◆ TEXTAUSSCHNITT:
The Flash, oder: Das Multiversum im Nudelteller
Barry Allen (Ezra Miller) ist als „The Flash“ der schnellste Mann der Welt. Das jüngste und unreifeste Mitglied der Justice League rettet gern einmal ein halbes Dutzend Babys (ein frühes Highlight im Film, welches leider nicht wirklich getoppt werden kann), doch privat hat er große Sorgen: Nach dem Verlust seiner Mutter vor Jahren sitzt sein Vater als vermeintlicher Mörder hinter Gittern. Als Barry entdeckt, dass er so schnell rennen kann, dass er die Raum/Zeit-Barriere durchbrechen und in der Zeit zurücklaufen kann, beschließt er, den Tod seines Elternteils zu verhindern. Dadurch verändert er aber nicht nur die Zukunft, sondern auch alles andere. In einer Welt ähnlich der unseren muss er zusammen mit seinem jüngeren Ich (ebenfalls Miller) die Welt vor einer erneuten Alieninvasion durch den Kryptonier Zod (Michael Shannon) bewahren. Nur diesmal gibt keine Justice League, die ihn aufhalten könnte. Auf der Suche nach Superman treffen sie auf einen anderen, alternativen Batman (Michael Keaton). Mit dessen Hilfe können sie Kara Zor-El (Sasha Calle) befreien, eine Kryptonierin und Supergirls Kusine. Zu viert nehmen sie den Kampf gegen Zod und die gesamte kryptonische Armee auf.

◆ VORLIEGENDE DATEN:
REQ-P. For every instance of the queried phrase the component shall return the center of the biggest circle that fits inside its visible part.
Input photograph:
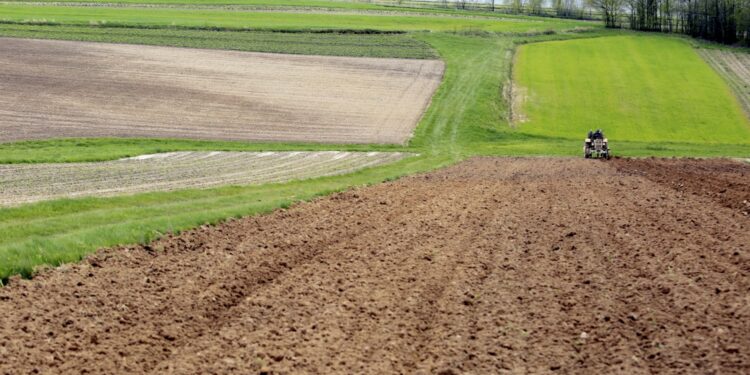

◆ ARBEITSAUFTRAG:
Welche Darsteller stehen im Textausschnitt über den Film „The Flash“ in Klammern hinter den Rollennamen? Nenne jeden Namen einmal. Das Material stammt aus einer anderen Quelle.

◆ SCHRIFTLICHE LÖSUNG:
Ezra Miller, Michael Shannon, Michael Keaton, Sasha Calle